### Exercise
Below are the entries; set down each of them exactly.

Natural language region descriptions:
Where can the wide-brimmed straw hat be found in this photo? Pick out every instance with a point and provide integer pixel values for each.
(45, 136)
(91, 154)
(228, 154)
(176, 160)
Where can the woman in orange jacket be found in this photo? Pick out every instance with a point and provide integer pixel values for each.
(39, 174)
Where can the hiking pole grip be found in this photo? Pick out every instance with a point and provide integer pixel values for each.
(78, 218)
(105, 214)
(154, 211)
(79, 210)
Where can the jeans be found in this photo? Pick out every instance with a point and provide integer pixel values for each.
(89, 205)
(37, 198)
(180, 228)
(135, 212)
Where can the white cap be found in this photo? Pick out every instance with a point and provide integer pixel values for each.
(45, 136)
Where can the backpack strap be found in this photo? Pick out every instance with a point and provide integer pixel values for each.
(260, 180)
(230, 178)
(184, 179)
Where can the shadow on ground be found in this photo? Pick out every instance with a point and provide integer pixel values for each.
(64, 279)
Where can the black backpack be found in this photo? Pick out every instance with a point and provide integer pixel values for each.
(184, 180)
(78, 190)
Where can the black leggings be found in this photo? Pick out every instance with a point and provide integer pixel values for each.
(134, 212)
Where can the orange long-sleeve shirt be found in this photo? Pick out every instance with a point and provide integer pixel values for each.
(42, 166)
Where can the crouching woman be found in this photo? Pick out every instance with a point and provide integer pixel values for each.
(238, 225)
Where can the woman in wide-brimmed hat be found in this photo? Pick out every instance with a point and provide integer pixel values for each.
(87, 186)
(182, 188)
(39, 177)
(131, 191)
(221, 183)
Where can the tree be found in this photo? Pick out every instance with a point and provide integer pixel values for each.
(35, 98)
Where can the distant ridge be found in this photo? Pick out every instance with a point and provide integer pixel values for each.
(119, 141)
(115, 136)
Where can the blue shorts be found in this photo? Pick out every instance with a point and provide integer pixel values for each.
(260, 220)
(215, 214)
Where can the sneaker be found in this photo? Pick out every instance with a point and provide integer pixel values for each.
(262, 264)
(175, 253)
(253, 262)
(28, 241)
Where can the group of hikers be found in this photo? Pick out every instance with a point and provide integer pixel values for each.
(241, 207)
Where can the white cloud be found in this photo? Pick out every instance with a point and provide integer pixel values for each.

### Written solution
Where can the wide-brimmed straw hat be found in this photo? Pick out every instance with a point and provide integer pixel values for each.
(45, 136)
(91, 154)
(228, 154)
(176, 160)
Where can the woman in orange jacket be found in this photo? Pick out every instance with a point and provide integer pixel values for each.
(39, 174)
Where can the hiking pole grip be found in this photo? Pick out every instance with a point and provide integer pixel values for each.
(78, 218)
(105, 214)
(154, 211)
(79, 210)
Where can the jeans be found in this photo? Pick out every instance with a point and provide integer pixel values for each.
(89, 205)
(37, 198)
(180, 228)
(135, 212)
Where can the white cap be found in this photo? Pick out every instance with a point and provide integer pixel values for each.
(45, 136)
Where can the backpack strap be found in this photo? Pick out every instance with a point and provide integer pixel values for each.
(260, 180)
(230, 178)
(184, 179)
Where can the shadow on ground be found in this photo? Pick out every instance with a point and provide integer pixel values for each.
(64, 279)
Where can the black backpack be found in this photo? Pick out every instance with a point and provide integer pixel values for each.
(184, 180)
(78, 190)
Where can the black leggings be found in this photo? Pick out every instance with a point and provide integer pixel values for each.
(134, 212)
Where can the orange long-sleeve shirt be found in this photo? Pick out every instance with a point and provide integer pixel values for each.
(42, 166)
Where can the crouching woman be found in this photo? Pick out every instance with a point and provide integer pixel values for each.
(238, 225)
Where can the woman in wide-brimmed hat be found in this photo? Pick out every instance with a point and provide integer pixel values for each.
(87, 186)
(182, 188)
(39, 177)
(131, 191)
(221, 183)
Where can the tree be found in this photo? Pick out every instance with a point and provide integer pixel values for each.
(35, 98)
Where can the distant ridge be found in this photo? Pick out every instance with a point and provide integer pixel values for each.
(119, 141)
(115, 136)
Where can the blue shorts be found in this photo? Pick out every instance with a point and provide integer pixel values for each.
(260, 220)
(215, 214)
Where can the sneaker be found in this photo? Pick out every instance with a point and provide integer pixel values for each.
(262, 264)
(175, 253)
(253, 262)
(28, 241)
Where can the group of hikers be found in this photo? Pick out every instance with a point and provide integer pixel values for each.
(241, 207)
Where can the white cloud be found in this photo? Pick out every instance with a point and provide integer pixel values for each.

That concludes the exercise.